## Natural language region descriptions
------

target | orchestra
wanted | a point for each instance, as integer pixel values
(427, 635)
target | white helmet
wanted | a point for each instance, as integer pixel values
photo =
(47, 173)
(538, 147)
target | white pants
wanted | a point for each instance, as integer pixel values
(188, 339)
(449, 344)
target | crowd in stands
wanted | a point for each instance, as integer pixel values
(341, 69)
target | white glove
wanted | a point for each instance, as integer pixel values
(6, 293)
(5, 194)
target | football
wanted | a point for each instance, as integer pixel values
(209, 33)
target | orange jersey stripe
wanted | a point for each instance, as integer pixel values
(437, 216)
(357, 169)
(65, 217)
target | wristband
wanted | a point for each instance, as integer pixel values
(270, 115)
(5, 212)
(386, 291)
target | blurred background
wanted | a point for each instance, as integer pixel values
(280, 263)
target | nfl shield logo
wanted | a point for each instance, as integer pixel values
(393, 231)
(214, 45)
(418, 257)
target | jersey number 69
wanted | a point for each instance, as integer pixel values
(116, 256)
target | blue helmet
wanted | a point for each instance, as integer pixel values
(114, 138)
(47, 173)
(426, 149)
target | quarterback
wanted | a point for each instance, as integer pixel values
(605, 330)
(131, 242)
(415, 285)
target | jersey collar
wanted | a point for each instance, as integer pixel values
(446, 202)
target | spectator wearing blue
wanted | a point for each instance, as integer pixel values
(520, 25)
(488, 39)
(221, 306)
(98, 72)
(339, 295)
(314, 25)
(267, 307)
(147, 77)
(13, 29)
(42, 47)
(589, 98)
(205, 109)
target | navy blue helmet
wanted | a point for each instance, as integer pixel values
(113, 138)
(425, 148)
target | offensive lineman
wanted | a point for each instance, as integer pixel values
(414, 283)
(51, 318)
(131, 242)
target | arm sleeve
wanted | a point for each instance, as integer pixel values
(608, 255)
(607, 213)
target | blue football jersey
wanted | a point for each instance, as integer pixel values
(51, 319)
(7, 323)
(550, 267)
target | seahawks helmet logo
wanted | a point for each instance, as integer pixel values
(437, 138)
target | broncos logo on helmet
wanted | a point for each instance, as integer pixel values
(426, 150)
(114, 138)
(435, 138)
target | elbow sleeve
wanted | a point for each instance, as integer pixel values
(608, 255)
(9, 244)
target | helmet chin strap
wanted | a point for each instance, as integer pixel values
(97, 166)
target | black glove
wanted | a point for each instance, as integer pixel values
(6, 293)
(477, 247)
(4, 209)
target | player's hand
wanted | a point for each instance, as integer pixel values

------

## The task
Output all of the data above without any alteration.

## Expected answer
target | orchestra
wanted | a point for each instance, as integer pixel values
(427, 635)
target | white helmet
wanted | a point for each instance, as integer pixel values
photo =
(47, 173)
(538, 147)
target | white pants
wanted | a point for each instance, as integer pixel values
(188, 339)
(449, 344)
target | crowd in stands
wanted | a point for each instance, as integer pixel values
(341, 69)
target | white glove
wanted | a point for each instance, as integer pixel values
(6, 293)
(5, 194)
target | football
wanted | a point for each instance, as integer pixel values
(209, 33)
target | orange jersey stripe
wanted | a point for each instance, as integer pixel values
(437, 216)
(357, 169)
(65, 217)
target | wristband
wanted | a point for each instance, as integer pixel values
(270, 115)
(5, 212)
(386, 291)
target | blurred background
wanted | a point for each instance, as integer pixel values
(280, 263)
target | nfl shield logo
wanted | a point for each instance, as integer pixel values
(393, 231)
(214, 45)
(418, 257)
target | jersey number 69
wanted | a point for each instance, as integer pixel values
(116, 256)
target | blue helmet
wanted | a point for each instance, as integer pixel values
(114, 138)
(47, 173)
(426, 149)
target | quarterback
wanted | a point for each instance, as integer pixel values
(605, 330)
(131, 242)
(415, 285)
target | jersey collar
wanted | a point for each instance, as integer pixel values
(446, 202)
target | spectator wearing blue
wanted | a point for each instance, as integer pixel values
(520, 25)
(488, 39)
(221, 306)
(98, 72)
(339, 295)
(314, 25)
(267, 307)
(147, 77)
(13, 29)
(42, 47)
(589, 98)
(205, 109)
target | navy blue helmet
wanted | a point for each instance, as integer pixel values
(113, 138)
(425, 148)
target | offensive lineman
wanted | a point for each instance, as integer pixel values
(414, 283)
(51, 318)
(131, 242)
target | arm sleeve
wanted | a point for each instance, as integer pixel values
(608, 255)
(607, 213)
target | blue football jersey
wanted | a point for each instance, as integer pixel values
(51, 319)
(7, 323)
(550, 267)
target | seahawks helmet logo
wanted | a point for each instance, as integer pixel values
(437, 138)
target | broncos logo on helmet
wanted | a point for each instance, as integer pixel values
(426, 150)
(114, 138)
(435, 138)
target | elbow sleeve
wanted | a point for each instance, as integer pixel values
(608, 255)
(9, 244)
target | helmet chin strap
wanted | a point for each instance, as integer pixel values
(97, 166)
target | black glove
wanted | a point for each instance, as integer pixel values
(6, 293)
(477, 247)
(4, 209)
target | player's hand
wanted | a point for each instance, as integer pixel values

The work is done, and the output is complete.